--- begin ---

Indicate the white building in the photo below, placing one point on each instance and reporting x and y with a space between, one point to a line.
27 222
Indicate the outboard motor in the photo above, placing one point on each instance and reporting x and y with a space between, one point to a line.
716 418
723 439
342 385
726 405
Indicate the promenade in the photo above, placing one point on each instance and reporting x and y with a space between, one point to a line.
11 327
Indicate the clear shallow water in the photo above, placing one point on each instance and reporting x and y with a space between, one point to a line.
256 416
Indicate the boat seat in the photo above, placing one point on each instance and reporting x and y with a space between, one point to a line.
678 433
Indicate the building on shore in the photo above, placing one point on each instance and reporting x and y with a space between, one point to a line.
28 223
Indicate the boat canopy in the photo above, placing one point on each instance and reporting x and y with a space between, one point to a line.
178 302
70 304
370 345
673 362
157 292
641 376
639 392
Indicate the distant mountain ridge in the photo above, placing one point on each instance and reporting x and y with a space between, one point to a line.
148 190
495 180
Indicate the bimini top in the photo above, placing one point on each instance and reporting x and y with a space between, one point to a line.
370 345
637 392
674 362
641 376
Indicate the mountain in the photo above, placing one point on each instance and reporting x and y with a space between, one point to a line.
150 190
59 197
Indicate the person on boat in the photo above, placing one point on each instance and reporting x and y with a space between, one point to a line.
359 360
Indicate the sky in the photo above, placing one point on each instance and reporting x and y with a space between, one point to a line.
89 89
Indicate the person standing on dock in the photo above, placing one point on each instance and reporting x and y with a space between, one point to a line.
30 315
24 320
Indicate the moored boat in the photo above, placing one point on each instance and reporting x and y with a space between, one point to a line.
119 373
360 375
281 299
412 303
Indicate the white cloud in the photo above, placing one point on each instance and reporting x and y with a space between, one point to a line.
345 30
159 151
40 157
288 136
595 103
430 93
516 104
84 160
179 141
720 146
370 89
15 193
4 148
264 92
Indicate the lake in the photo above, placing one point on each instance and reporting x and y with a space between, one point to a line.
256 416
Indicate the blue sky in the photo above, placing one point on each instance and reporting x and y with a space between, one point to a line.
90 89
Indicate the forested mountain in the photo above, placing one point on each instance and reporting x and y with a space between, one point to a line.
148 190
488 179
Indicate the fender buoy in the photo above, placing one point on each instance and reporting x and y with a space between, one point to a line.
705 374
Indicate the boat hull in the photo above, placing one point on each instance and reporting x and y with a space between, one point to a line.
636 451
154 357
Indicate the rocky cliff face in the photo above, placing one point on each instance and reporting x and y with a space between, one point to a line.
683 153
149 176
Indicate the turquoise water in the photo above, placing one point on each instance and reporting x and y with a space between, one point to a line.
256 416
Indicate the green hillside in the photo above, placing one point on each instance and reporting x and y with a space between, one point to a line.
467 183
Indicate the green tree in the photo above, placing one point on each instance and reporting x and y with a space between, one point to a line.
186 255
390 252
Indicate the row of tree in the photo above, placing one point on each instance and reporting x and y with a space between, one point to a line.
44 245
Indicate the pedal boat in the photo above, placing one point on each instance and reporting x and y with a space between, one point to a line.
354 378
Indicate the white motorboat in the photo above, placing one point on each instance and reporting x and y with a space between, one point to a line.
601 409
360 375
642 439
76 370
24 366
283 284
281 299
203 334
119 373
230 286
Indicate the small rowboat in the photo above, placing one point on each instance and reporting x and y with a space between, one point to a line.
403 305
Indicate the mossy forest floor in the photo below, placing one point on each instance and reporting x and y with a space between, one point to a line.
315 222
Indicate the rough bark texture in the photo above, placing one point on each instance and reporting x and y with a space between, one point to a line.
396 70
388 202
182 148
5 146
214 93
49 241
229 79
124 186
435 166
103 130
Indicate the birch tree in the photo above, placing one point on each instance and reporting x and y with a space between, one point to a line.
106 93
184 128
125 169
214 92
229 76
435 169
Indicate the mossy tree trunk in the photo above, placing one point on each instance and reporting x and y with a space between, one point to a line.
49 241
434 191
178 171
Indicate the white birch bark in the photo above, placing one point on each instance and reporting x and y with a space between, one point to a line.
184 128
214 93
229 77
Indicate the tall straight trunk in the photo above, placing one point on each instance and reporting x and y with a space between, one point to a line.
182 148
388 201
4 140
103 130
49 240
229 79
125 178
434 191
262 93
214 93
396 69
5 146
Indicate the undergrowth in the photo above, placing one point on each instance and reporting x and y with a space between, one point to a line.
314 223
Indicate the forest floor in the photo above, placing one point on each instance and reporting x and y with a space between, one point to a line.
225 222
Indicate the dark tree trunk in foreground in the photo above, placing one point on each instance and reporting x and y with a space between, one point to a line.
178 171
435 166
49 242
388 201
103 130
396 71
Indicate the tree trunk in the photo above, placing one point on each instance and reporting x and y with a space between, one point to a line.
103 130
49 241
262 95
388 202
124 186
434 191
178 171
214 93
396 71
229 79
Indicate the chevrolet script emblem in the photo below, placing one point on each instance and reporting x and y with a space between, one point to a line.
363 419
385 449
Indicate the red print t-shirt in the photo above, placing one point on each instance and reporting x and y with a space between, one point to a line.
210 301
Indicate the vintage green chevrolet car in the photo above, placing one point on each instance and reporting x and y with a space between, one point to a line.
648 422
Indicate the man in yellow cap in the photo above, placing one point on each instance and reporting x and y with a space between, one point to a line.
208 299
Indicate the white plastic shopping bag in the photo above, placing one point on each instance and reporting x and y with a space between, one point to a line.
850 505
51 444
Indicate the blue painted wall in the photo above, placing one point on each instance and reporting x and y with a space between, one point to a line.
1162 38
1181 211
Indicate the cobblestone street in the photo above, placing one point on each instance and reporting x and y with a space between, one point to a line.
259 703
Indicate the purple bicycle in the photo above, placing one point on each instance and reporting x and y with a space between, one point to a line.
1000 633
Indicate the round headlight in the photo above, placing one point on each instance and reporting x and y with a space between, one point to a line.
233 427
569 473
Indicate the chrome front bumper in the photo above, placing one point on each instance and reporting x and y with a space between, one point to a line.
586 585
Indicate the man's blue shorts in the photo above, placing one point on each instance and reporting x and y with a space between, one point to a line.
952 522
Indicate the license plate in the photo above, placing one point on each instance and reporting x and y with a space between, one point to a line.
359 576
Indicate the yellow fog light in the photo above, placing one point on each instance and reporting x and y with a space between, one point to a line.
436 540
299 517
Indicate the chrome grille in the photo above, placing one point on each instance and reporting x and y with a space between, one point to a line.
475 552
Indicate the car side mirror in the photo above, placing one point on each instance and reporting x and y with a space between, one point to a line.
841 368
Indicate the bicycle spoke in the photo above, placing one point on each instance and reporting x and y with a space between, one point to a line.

--- end ---

Task objective:
Recast every line of the data above as a Markdown table with two columns, Row and Data line. Number the rows in order, and leave out blank lines.

Correct response:
| Row | Data line |
|---|---|
| 1 | Indicate the white building in the photo below, placing one point on each instance and reporting x and y with a space between, one point to a line. |
| 2 | 27 222 |
| 3 | Indicate the outboard motor in the photo above, placing one point on each instance and reporting x and y with a space between, one point to a line. |
| 4 | 716 418 |
| 5 | 723 439 |
| 6 | 342 385 |
| 7 | 726 405 |
| 8 | Indicate the promenade in the photo above, placing one point on each instance and reporting x and y with a space between, one point to a line. |
| 9 | 11 327 |
| 10 | Indicate the clear shallow water in the photo above, placing one point on each instance and reporting x and y with a space between, one point to a line. |
| 11 | 256 416 |
| 12 | Indicate the boat seat in the photo above, placing one point on each instance and reporting x and y with a space between, one point to a line. |
| 13 | 678 433 |
| 14 | Indicate the building on shore in the photo above, placing one point on each instance and reporting x and y with a space between, one point to a line. |
| 15 | 28 223 |
| 16 | Indicate the boat canopy in the photo above, placing one point on each instance and reporting x and y with a space between, one point to a line. |
| 17 | 178 302 |
| 18 | 70 304 |
| 19 | 370 345 |
| 20 | 673 362 |
| 21 | 157 292 |
| 22 | 641 376 |
| 23 | 639 392 |
| 24 | Indicate the distant mountain ridge in the photo above, placing one point on each instance and reporting x and y with a space between, one point to a line. |
| 25 | 148 190 |
| 26 | 495 180 |
| 27 | Indicate the bimini top in the photo above, placing one point on each instance and reporting x and y with a space between, one point to a line. |
| 28 | 370 345 |
| 29 | 637 392 |
| 30 | 674 362 |
| 31 | 641 376 |
| 32 | Indicate the mountain in the photo above, placing one point on each instance and reporting x and y with a space between, one point to a line. |
| 33 | 150 190 |
| 34 | 59 197 |
| 35 | Indicate the person on boat in the photo above, placing one point on each instance and reporting x and y with a space between, one point to a line. |
| 36 | 359 360 |
| 37 | Indicate the sky in the photo above, placing one point on each instance and reporting x and y with a space between, one point to a line. |
| 38 | 89 89 |
| 39 | Indicate the person standing on dock in the photo above, placing one point on each instance and reporting x and y with a space between, one point to a line. |
| 40 | 30 315 |
| 41 | 24 320 |
| 42 | Indicate the moored boat in the photo above, placing one point on each instance and reporting x and y with a space between, one point to a line. |
| 43 | 119 373 |
| 44 | 360 375 |
| 45 | 281 299 |
| 46 | 412 303 |
| 47 | Indicate the white cloud in the photo above, placing one point on each instance and reporting x and y with a space between, one point to a line. |
| 48 | 345 30 |
| 49 | 159 151 |
| 50 | 40 157 |
| 51 | 288 136 |
| 52 | 595 103 |
| 53 | 430 93 |
| 54 | 516 104 |
| 55 | 84 160 |
| 56 | 179 141 |
| 57 | 720 146 |
| 58 | 370 89 |
| 59 | 15 193 |
| 60 | 4 148 |
| 61 | 264 92 |
| 62 | Indicate the lake in the photo above, placing one point on each instance and reporting x and y with a space between, one point to a line. |
| 63 | 256 416 |
| 64 | Indicate the blue sky in the photo above, placing one point on each instance and reporting x and y with a space between, one point to a line. |
| 65 | 90 89 |
| 66 | Indicate the forested mountain in the photo above, placing one point on each instance and reporting x and y with a space between, one point to a line. |
| 67 | 148 190 |
| 68 | 488 179 |
| 69 | Indicate the fender buoy in the photo above, placing one point on each instance and reporting x and y with a space between, one point to a line. |
| 70 | 705 374 |
| 71 | Indicate the boat hull in the photo above, placing one point on each instance and reporting x and y with a space between, one point to a line. |
| 72 | 636 451 |
| 73 | 154 357 |
| 74 | Indicate the rocky cliff face in the photo above, placing one point on each instance and reporting x and y with a space between, one point to a line. |
| 75 | 683 153 |
| 76 | 149 176 |
| 77 | Indicate the turquoise water in the photo above, placing one point on each instance and reporting x and y with a space between, one point to a line. |
| 78 | 256 416 |
| 79 | Indicate the green hillside in the photo above, placing one point on each instance and reporting x and y with a space between, one point to a line. |
| 80 | 467 183 |
| 81 | Indicate the green tree in the photo above, placing one point on each instance and reporting x and y with a space between, one point to a line. |
| 82 | 186 255 |
| 83 | 390 252 |
| 84 | Indicate the row of tree in the photo above, placing one point on each instance and reporting x and y with a space between, one point to a line. |
| 85 | 44 245 |
| 86 | Indicate the pedal boat in the photo above, placing one point on each instance and reporting x and y with a space between, one point to a line. |
| 87 | 354 378 |
| 88 | Indicate the white motorboat in the photo above, placing one point on each instance and reporting x and y with a space between, one point to a line. |
| 89 | 601 409 |
| 90 | 360 375 |
| 91 | 642 439 |
| 92 | 76 370 |
| 93 | 24 366 |
| 94 | 283 284 |
| 95 | 281 299 |
| 96 | 203 334 |
| 97 | 119 373 |
| 98 | 230 286 |
| 99 | Indicate the small rowboat in the photo above, placing one point on each instance and reporting x and y with a space between, one point to a line. |
| 100 | 403 305 |
| 101 | Indicate the mossy forest floor in the photo below, placing one point on each instance and reporting x and y with a space between, one point to a line. |
| 102 | 315 222 |
| 103 | Indicate the rough bark texture in the photo above, placing one point on each instance and reporting x and y with a space between, one point to a line. |
| 104 | 396 70 |
| 105 | 388 202 |
| 106 | 182 148 |
| 107 | 5 146 |
| 108 | 214 93 |
| 109 | 49 241 |
| 110 | 229 79 |
| 111 | 124 186 |
| 112 | 435 166 |
| 113 | 103 130 |
| 114 | Indicate the birch tree in the photo above, placing one point on each instance and reporting x and y with a space between, one point to a line. |
| 115 | 106 93 |
| 116 | 184 128 |
| 117 | 125 169 |
| 118 | 214 92 |
| 119 | 229 76 |
| 120 | 435 169 |
| 121 | Indicate the mossy tree trunk in the photo above, placing one point on each instance and reporting x and y with a space between, one point to a line. |
| 122 | 49 241 |
| 123 | 434 191 |
| 124 | 178 171 |
| 125 | Indicate the white birch bark in the photo above, placing one point on each instance and reporting x and y with a space between, one point to a line. |
| 126 | 184 128 |
| 127 | 214 93 |
| 128 | 229 77 |
| 129 | Indicate the tall straight trunk in the photo above, placing one point on each instance and reporting x and y with a space between, one point to a line. |
| 130 | 182 148 |
| 131 | 388 201 |
| 132 | 4 140 |
| 133 | 103 130 |
| 134 | 49 240 |
| 135 | 229 79 |
| 136 | 125 178 |
| 137 | 434 191 |
| 138 | 262 93 |
| 139 | 214 93 |
| 140 | 396 69 |
| 141 | 5 146 |
| 142 | Indicate the undergrowth in the photo above, placing one point on each instance and reporting x and y with a space between, one point to a line. |
| 143 | 314 223 |
| 144 | Indicate the forest floor in the photo above, placing one point on each instance and reporting x and y with a space between, one point to a line. |
| 145 | 225 222 |
| 146 | Indicate the dark tree trunk in foreground in the photo above, placing one point on each instance and reporting x and y with a space between, one point to a line. |
| 147 | 178 171 |
| 148 | 435 166 |
| 149 | 49 242 |
| 150 | 388 201 |
| 151 | 103 130 |
| 152 | 396 71 |
| 153 | Indicate the tree trunk in the photo above, placing one point on each instance and reporting x and y with a space between, one point to a line. |
| 154 | 103 130 |
| 155 | 49 241 |
| 156 | 262 95 |
| 157 | 388 202 |
| 158 | 124 186 |
| 159 | 434 191 |
| 160 | 178 171 |
| 161 | 214 93 |
| 162 | 396 71 |
| 163 | 229 79 |
| 164 | Indicate the chevrolet script emblem in the photo below, placing one point on each instance and reporting x and y with a space between, one point to a line. |
| 165 | 363 419 |
| 166 | 385 449 |
| 167 | Indicate the red print t-shirt in the photo above, placing one point on each instance and reporting x and y with a space between, one point to a line. |
| 168 | 210 301 |
| 169 | Indicate the vintage green chevrolet car in the photo above, placing one point on each instance and reporting x and y with a space between, one point to a line. |
| 170 | 648 422 |
| 171 | Indicate the man in yellow cap in the photo above, placing one point on each instance and reporting x and y with a space between, one point to a line. |
| 172 | 208 299 |
| 173 | Indicate the white plastic shopping bag in the photo above, placing one point on each instance and reporting x and y with a space between, one point to a line. |
| 174 | 850 505 |
| 175 | 51 444 |
| 176 | Indicate the blue painted wall in the photo above, placing one point on each instance and reporting x and y with a space between, one point to a line. |
| 177 | 1162 38 |
| 178 | 1181 211 |
| 179 | Indicate the cobblestone street in the photo above, placing one point on each instance and reporting x and y with a space between, one point to a line. |
| 180 | 259 703 |
| 181 | Indicate the purple bicycle in the photo above, placing one point on each instance and reporting x and y with a space between, one point to a line. |
| 182 | 1000 633 |
| 183 | Indicate the round headlight in the photo above, placing one point on each instance and reporting x and y with a space between, one point to a line. |
| 184 | 233 427 |
| 185 | 569 473 |
| 186 | Indicate the chrome front bumper in the photo above, placing one point on each instance and reporting x and y with a space between, one point to a line. |
| 187 | 586 585 |
| 188 | Indicate the man's blue shorts in the photo above, placing one point on each instance and reporting x and y with a space between, one point to a line. |
| 189 | 952 522 |
| 190 | Indicate the license plate in the photo above, placing one point on each instance and reporting x and y with a space between, one point to a line. |
| 191 | 359 576 |
| 192 | Indicate the yellow fog light in the photo above, placing one point on each instance and reporting x and y with a space between, one point to a line. |
| 193 | 436 540 |
| 194 | 299 517 |
| 195 | Indicate the chrome grille in the photo above, placing one point on each instance and reporting x and y with a space between, one point to a line. |
| 196 | 475 552 |
| 197 | Indicate the car side mirror in the photo above, placing one point on each instance and reporting x and y with a space between, one point to a line. |
| 198 | 841 368 |
| 199 | Indicate the bicycle spoke in the photo above, placing one point on each instance and reporting x and y with a space between, one point to a line. |